▶ _Extracted text_:
## start
Ella was sighted several times over the week after Ray and Jennie were last seen, before finally trotting her way to the Sandstone Caravan Park in late March 2015. She was first spotted by another group of prospectors on the morning of the 22nd, not long after the last person to see Ray and Jennie alive had returned to Perth. Ella was sitting up on her camp bed, alert but not aggressive, guarding their campsite. Later that same day, Ella was spotted by a pastoralist out on the Payne’s Find to Sandstone Road, some four to five kilometres from camp. Ella was then sighted out on the same road again by one of the shire workers two days later, on the 24th.
Five days after Ray and Jennie were last seen, on the 27th, another group of prospectors passed by Ray and Jennie’s campsite and saw Ella on her guard—she had made her way back to camp, or perhaps had been back and forth between the road and camp, searching for her companions for that long week alone in the Outback.
The next day, on the 28th, Ella had somehow made her way to Sandstone, roughly thirty kilometres from the campsite, and was taken in by the caravan park manager who fed and watered the Great Dame.
Alarms were subsequently raised as to Ray and Jennie’s mysterious disappearance.
## end
▶ _Record list_:
## start
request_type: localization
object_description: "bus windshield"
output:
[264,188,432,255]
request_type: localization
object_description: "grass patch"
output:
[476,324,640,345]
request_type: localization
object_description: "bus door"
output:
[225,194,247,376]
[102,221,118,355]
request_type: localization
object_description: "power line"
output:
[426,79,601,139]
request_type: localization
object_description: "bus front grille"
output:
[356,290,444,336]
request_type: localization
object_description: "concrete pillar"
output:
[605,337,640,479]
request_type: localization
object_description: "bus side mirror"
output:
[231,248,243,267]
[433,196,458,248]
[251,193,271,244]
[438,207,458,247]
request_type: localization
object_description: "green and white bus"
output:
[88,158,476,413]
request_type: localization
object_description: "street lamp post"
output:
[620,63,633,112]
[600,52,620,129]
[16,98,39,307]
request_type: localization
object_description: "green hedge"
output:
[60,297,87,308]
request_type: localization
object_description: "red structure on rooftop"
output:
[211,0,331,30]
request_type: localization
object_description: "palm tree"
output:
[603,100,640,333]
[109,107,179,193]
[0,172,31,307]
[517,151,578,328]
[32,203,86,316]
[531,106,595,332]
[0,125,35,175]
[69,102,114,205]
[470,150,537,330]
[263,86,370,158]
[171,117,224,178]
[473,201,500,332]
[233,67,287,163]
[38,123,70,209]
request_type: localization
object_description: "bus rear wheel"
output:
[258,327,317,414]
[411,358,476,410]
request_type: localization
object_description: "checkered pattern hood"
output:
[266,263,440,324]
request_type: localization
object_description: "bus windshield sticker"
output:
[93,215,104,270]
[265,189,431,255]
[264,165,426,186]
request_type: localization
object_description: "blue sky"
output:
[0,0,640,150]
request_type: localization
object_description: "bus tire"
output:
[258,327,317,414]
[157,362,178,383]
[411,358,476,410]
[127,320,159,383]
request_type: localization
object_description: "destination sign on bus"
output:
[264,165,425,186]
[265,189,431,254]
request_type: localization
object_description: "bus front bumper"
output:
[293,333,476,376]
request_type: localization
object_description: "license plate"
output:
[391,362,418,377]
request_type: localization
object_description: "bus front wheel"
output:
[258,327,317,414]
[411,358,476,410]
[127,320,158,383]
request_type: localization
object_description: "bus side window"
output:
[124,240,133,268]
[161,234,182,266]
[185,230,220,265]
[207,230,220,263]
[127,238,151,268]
## end
▶ _Exercise details_:
Can you repeat word for word the passage above about Ella after Ray and Jennie disappeared, between "Five days after" and "in the Outback.", inclusive?

▶ _Answer to this exercise_:
Five days after Ray and Jennie were last seen, on the 27th, another group of prospectors passed by Ray and Jennie’s campsite and saw Ella on her guard—she had made her way back to camp, or perhaps had been back and forth between the road and camp, searching for her companions for that long week alone in the Outback.